- [Passage]:
• • • • •

This conveyance is made by Grantor and accepted by Grantee upon the
express condition and subject to the following restriction and covenant: Grantee
agrees that for a period of twenty (20) years from and after the date of this
conveyance, the Property shall not be used for the sale, marketing, storage or
advertising of motor fuels, except the trademarked products of MARATHON
ASHLAND PETROLEUM LLC, its successors and assigns, purchased either
directly from MARATHON ASHLAND PETROLEUM LLC, its successors and
assigns, or from a MARATHON® branded Jobber (hereinafter defined). This
restriction shall be a covenant running with the land . . . .
The second restrictive covenant states:
Grantee agrees that for a period of Ten (10) years from and after the date
of the Deed, the premises shall not be used for the sale, marketing, storage or
advertising of petroleum fuels except the trademarked products distributed by
Atlas Oil Company or one of its subsidiaries and this restriction shall be a
covenant running with the land . . . .
Apparently, Atlas offered to remove the restriction if Graystone Service Group, Inc.

• • • • •

- [Data entries]:
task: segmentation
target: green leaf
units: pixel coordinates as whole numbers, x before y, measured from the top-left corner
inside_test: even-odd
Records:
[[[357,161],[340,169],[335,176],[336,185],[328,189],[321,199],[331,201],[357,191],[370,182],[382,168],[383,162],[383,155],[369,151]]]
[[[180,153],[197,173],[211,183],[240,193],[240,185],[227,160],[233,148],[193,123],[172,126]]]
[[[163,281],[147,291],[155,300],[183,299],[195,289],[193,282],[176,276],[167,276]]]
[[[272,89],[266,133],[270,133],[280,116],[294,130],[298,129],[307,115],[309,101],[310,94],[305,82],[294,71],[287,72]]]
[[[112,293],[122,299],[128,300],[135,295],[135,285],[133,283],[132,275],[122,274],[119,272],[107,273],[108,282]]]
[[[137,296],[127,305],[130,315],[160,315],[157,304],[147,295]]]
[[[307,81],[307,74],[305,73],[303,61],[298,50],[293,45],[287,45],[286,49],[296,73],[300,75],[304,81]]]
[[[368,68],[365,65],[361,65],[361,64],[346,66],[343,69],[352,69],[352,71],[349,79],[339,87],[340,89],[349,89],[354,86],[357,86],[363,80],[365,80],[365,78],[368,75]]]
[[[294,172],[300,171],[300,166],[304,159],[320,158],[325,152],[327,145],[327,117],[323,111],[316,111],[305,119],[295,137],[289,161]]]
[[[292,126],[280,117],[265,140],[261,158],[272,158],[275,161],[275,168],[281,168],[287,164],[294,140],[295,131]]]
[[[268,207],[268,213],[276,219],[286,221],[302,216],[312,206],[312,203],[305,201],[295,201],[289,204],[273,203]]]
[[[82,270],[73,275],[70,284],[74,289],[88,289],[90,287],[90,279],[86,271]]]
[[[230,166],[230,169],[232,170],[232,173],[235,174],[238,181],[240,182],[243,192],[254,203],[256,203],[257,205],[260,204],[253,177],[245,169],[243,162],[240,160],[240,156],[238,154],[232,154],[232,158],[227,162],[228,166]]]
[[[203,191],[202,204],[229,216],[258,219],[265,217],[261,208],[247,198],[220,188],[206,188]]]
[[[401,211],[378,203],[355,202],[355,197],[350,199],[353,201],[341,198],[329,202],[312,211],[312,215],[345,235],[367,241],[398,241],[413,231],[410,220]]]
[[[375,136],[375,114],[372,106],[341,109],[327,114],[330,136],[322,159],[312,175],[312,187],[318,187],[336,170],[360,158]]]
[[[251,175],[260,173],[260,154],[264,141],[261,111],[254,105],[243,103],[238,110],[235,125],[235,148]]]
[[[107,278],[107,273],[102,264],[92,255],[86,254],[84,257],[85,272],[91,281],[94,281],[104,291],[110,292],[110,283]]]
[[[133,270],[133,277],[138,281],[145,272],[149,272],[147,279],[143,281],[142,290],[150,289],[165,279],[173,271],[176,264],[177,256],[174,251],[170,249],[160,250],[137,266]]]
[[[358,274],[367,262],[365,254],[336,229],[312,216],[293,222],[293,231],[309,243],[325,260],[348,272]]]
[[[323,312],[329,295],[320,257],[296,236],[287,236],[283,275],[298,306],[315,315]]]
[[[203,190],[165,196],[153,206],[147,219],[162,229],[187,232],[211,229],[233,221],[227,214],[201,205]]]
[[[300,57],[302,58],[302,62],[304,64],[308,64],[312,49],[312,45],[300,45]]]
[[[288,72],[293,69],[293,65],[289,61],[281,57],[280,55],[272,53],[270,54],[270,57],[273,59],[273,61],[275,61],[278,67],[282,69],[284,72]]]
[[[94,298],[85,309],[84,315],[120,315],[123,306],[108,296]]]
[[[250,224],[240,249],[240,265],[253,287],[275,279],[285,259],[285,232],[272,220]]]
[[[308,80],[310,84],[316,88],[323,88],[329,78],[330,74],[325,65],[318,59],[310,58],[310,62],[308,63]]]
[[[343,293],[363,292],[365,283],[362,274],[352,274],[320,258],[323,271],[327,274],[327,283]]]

• • • • •

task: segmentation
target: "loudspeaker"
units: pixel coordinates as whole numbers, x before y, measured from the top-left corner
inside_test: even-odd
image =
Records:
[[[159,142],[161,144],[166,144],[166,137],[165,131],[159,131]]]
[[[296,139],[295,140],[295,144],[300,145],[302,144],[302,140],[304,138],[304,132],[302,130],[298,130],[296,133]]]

• • • • •

- [Stated task 1]: Reproduce, word for word, everything in the passage on restrictive covenants from "This conveyance is" down to "a covenant running with the land . . . .".
- [Stated task 2]: Render this sentence from the passage on restrictive covenants into Spanish: "This conveyance is made by Grantor and accepted by Grantee upon the express condition and subject to the following restriction and covenant: Grantee agrees that for a period of twenty (20) years from and after the date of this conveyance, the Property shall not be used for the sale, marketing, storage or advertising of motor fuels, except the trademarked products of MARATHON ASHLAND PETROLEUM LLC, its successors and assigns, purchased either directly from MARATHON ASHLAND PETROLEUM LLC, its successors and assigns, or from a MARATHON® branded Jobber (hereinafter defined)."

- [Final answer 1]:
This conveyance is made by Grantor and accepted by Grantee upon the
express condition and subject to the following restriction and covenant: Grantee
agrees that for a period of twenty (20) years from and after the date of this
conveyance, the Property shall not be used for the sale, marketing, storage or
advertising of motor fuels, except the trademarked products of MARATHON
ASHLAND PETROLEUM LLC, its successors and assigns, purchased either
directly from MARATHON ASHLAND PETROLEUM LLC, its successors and
assigns, or from a MARATHON® branded Jobber (hereinafter defined). This
restriction shall be a covenant running with the land . . . .

- [Final answer 2]: Esta transmisión es realizada por el Otorgante y aceptada por el Adquirente bajo la condición expresa y con sujeción a la siguiente restricción y obligación: el Adquirente acepta que, durante un período de veinte (20) años a partir de la fecha de esta transmisión, la Propiedad no se utilizará para la venta, comercialización, almacenamiento o publicidad de combustibles para motores, salvo los productos de marca registrada de MARATHON ASHLAND PETROLEUM LLC, sus sucesores y cesionarios, adquiridos ya sea directamente de MARATHON ASHLAND PETROLEUM LLC, sus sucesores y cesionarios, o de un distribuidor mayorista de la marca MARATHON® (según se define más adelante).